### Instructions to follow
Leave out the pictures and copy the remaining records exactly.

(Named object pointing entries)
* * * * * * * * *
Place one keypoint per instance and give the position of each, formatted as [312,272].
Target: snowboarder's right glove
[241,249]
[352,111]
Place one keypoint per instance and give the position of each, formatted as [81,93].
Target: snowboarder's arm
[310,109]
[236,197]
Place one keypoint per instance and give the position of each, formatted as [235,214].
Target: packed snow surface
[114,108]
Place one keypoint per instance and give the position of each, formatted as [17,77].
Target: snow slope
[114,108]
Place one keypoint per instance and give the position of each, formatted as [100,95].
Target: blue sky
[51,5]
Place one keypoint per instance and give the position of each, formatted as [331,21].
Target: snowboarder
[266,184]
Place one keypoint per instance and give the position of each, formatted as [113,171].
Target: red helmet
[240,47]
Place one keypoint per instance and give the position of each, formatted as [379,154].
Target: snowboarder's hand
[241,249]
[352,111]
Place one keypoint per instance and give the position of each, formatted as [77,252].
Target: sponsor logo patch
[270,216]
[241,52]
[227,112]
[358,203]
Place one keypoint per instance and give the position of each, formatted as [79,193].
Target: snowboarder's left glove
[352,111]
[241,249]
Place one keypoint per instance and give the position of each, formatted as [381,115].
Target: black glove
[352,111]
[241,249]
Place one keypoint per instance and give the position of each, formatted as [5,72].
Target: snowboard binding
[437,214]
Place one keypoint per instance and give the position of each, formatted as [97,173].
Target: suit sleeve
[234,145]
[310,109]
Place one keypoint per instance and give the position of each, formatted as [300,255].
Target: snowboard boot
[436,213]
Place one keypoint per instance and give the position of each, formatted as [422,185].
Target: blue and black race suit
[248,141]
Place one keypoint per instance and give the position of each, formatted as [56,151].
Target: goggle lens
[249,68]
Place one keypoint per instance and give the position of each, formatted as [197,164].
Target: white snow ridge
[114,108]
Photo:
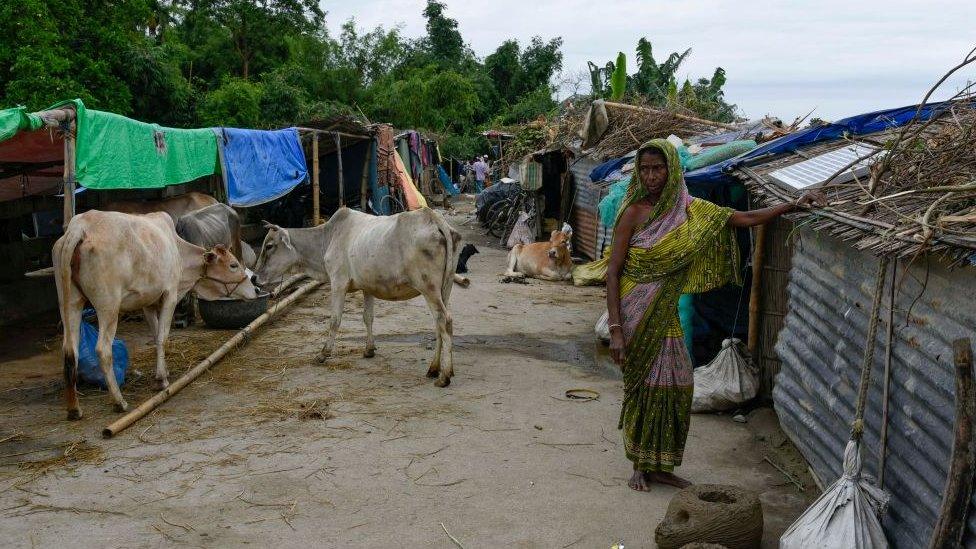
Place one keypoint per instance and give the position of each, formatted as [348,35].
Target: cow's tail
[451,240]
[71,320]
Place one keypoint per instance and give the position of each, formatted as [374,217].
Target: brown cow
[120,262]
[543,260]
[176,206]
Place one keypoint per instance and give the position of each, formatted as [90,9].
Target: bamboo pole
[69,175]
[342,186]
[755,294]
[316,211]
[883,445]
[676,115]
[151,404]
[951,526]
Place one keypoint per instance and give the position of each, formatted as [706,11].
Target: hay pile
[628,129]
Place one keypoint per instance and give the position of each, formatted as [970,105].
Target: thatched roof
[919,197]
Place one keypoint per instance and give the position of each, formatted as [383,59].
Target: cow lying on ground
[176,206]
[120,262]
[542,260]
[393,258]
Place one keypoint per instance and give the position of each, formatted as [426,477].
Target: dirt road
[272,449]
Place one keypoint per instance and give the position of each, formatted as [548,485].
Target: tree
[657,83]
[443,43]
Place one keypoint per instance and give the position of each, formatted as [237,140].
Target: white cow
[121,262]
[393,258]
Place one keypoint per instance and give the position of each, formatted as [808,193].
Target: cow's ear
[286,240]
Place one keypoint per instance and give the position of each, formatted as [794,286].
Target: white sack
[726,382]
[602,327]
[846,516]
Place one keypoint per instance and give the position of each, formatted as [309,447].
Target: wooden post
[184,380]
[958,490]
[883,445]
[342,186]
[316,212]
[69,174]
[755,294]
[364,180]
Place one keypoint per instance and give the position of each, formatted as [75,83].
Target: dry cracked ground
[270,448]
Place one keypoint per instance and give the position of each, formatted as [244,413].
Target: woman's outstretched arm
[764,215]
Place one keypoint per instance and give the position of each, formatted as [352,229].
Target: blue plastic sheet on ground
[260,166]
[88,369]
[446,182]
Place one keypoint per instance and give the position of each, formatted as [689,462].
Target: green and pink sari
[685,246]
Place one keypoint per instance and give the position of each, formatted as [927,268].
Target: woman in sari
[665,243]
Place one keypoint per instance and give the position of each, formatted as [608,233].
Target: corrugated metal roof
[821,346]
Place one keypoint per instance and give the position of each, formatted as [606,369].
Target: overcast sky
[841,57]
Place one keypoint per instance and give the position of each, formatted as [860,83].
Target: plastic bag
[88,369]
[726,382]
[846,515]
[602,327]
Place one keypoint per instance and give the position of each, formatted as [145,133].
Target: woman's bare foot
[668,478]
[640,482]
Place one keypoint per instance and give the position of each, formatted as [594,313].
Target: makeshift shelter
[420,156]
[70,149]
[810,331]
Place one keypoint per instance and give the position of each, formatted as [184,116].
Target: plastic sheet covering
[846,516]
[260,166]
[726,382]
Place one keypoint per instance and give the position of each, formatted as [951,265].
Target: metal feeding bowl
[233,314]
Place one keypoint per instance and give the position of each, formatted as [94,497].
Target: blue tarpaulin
[446,182]
[855,125]
[260,166]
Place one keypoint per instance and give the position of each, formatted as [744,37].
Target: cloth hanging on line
[115,152]
[260,166]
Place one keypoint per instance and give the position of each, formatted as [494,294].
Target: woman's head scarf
[674,189]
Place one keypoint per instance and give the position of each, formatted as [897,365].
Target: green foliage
[618,80]
[236,102]
[657,83]
[272,63]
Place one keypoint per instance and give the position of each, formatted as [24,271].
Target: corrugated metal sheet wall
[586,215]
[821,345]
[775,275]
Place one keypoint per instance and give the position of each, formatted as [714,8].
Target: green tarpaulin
[115,152]
[15,120]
* * * * * * * * *
### Solution
Place one keypoint per instance and give the position of each, formatted as [312,272].
Target: snowboarder's right glove
[241,249]
[352,111]
Place one keypoint per instance and give the position of each, formatted as [81,93].
Target: snowboarder's arm
[310,109]
[236,197]
Place one keypoint per instance and give the position of each, formatted as [235,214].
Target: packed snow surface
[114,108]
Place one keypoint per instance and give the position of each, formatted as [17,77].
Target: snow slope
[114,108]
Place one keypoint per instance and give the position of each, formatted as [100,95].
Target: blue sky
[51,5]
Place one keypoint per instance and give the position of each, formatted as [331,21].
Target: snowboarder
[266,184]
Place one keypoint per instance and give the position of each, formatted as [113,171].
Target: red helmet
[240,47]
Place one keypoint per instance and give the position of each, formatted as [379,154].
Target: snowboarder's hand
[241,249]
[352,111]
Place one keypoint per instance and give the position of each, formatted as [77,252].
Target: sponsor logo patch
[270,216]
[241,52]
[227,112]
[358,203]
Place one keypoint per instance and give the position of each, formatted as [79,193].
Target: snowboarder's left glove
[352,111]
[241,249]
Place one keypoint per instance and give the position of each, formatted as [381,115].
Target: black glove
[352,111]
[241,249]
Place one keypoint per instance and give the position of each, formatted as [5,72].
Target: snowboard binding
[437,214]
Place one keypoint per instance and give the position of each, formatted as [97,173].
Target: suit sleeve
[234,145]
[310,109]
Place one keypoint per instance and give the position of each, formatted as [300,255].
Target: snowboard boot
[436,213]
Place one keypoint per instance and give the position of each, formatted as [422,185].
Target: blue and black race suit
[248,141]
Place one keypoint per instance and give the position of each, formatted as [56,151].
Target: goggle lens
[249,68]
Place one keypoint per instance and give the position of each, formatted as [197,164].
Target: white snow ridge
[114,108]
Photo:
Place one keypoint per instance and give the position of each, formatted as [348,35].
Target: cow's tail
[451,240]
[71,320]
Place one keypoint per instance and give the position of each, formatted as [374,217].
Target: brown cow
[120,262]
[543,260]
[176,206]
Place one keypoint per instance and give the position of each, formatted as [90,9].
Target: bamboo pole
[69,175]
[342,186]
[755,294]
[316,211]
[883,445]
[676,115]
[151,404]
[951,526]
Place one keypoint per instance and give the position of each, formatted as [706,11].
Target: hay pile
[628,129]
Place one keypoint per instance and give the position of each, formatted as [970,105].
Target: thatched roof
[919,197]
Place one keypoint per instance and give the position of each, formatted as [383,59].
Target: cow lying on ground
[176,206]
[120,262]
[542,260]
[393,258]
Place one keypoint per instance and give the position of each, formatted as [426,477].
Target: dirt road
[272,449]
Place one keypoint per instance and give the position of each, formatted as [548,485].
Target: tree
[657,83]
[443,43]
Place one keypoint per instance and give the position of each, formatted as [237,140].
Target: white cow
[121,262]
[393,258]
Place one keypoint per instance and give the position of each, formatted as [808,193].
Target: cow's ear
[286,240]
Place one keypoint per instance and give the position of each, formatted as [794,286].
Target: white sack
[726,382]
[602,327]
[846,516]
Place one keypoint per instance and give the position of each, formatted as [309,447].
Target: wooden post
[184,380]
[958,490]
[883,445]
[342,186]
[316,212]
[69,174]
[755,294]
[364,180]
Place one keypoint per instance and give the position of each, formatted as [75,83].
Target: dry cracked ground
[270,448]
Place one keypoint per instance and give the position of each, formatted as [244,413].
Target: woman's outstretched arm
[764,215]
Place one keypoint per instance and give the position of each, formatted as [352,229].
Target: blue plastic sheet on ground
[260,166]
[88,369]
[446,182]
Place one keypoint per instance and give the position of each, formatted as [689,462].
Target: green and pink sari
[685,246]
Place one keypoint per instance and give the position of each, formatted as [927,268].
Target: woman in sari
[665,243]
Place one keypoint per instance and give the position of each, formatted as [608,233].
Target: corrugated metal roof
[821,346]
Place one keypoint per instance and give the position of each, formatted as [606,369].
Target: overcast sky
[841,57]
Place one keypoint per instance and give the position of each, formatted as [860,83].
Target: plastic bag
[88,369]
[726,382]
[846,515]
[602,327]
Place one keypoint per instance and give the position of each, formatted as [145,133].
Target: woman's bare foot
[668,478]
[640,482]
Place one keypoint per instance and give the position of each, formatted as [594,313].
Target: makeshift shelter
[420,156]
[70,149]
[810,331]
Place one keypoint per instance and give the position of each, formatted as [184,116].
Target: plastic sheet covering
[846,516]
[260,166]
[726,382]
Place one keypoint per instance and give the position of each, formatted as [951,265].
Target: metal feeding bowl
[233,314]
Place one keypoint per instance and give the position of each, formatted as [94,497].
Target: blue tarpaulin
[446,182]
[855,125]
[260,166]
Place one keypoint per instance and give the position of each, formatted as [744,37].
Target: cloth hanging on line
[115,152]
[260,166]
Place one keypoint per instance and give the position of each, formatted as [494,294].
Target: woman's head scarf
[674,189]
Place one keypoint per instance and give the position of each, formatted as [897,365].
Target: green foliage
[618,80]
[236,102]
[657,83]
[272,63]
Place one keypoint per instance and give the position of each, formatted as [24,271].
Target: corrugated metal sheet wall
[586,215]
[821,345]
[775,275]
Place one keypoint per instance and give the position of each, formatted as [714,8].
Target: green tarpaulin
[115,152]
[15,120]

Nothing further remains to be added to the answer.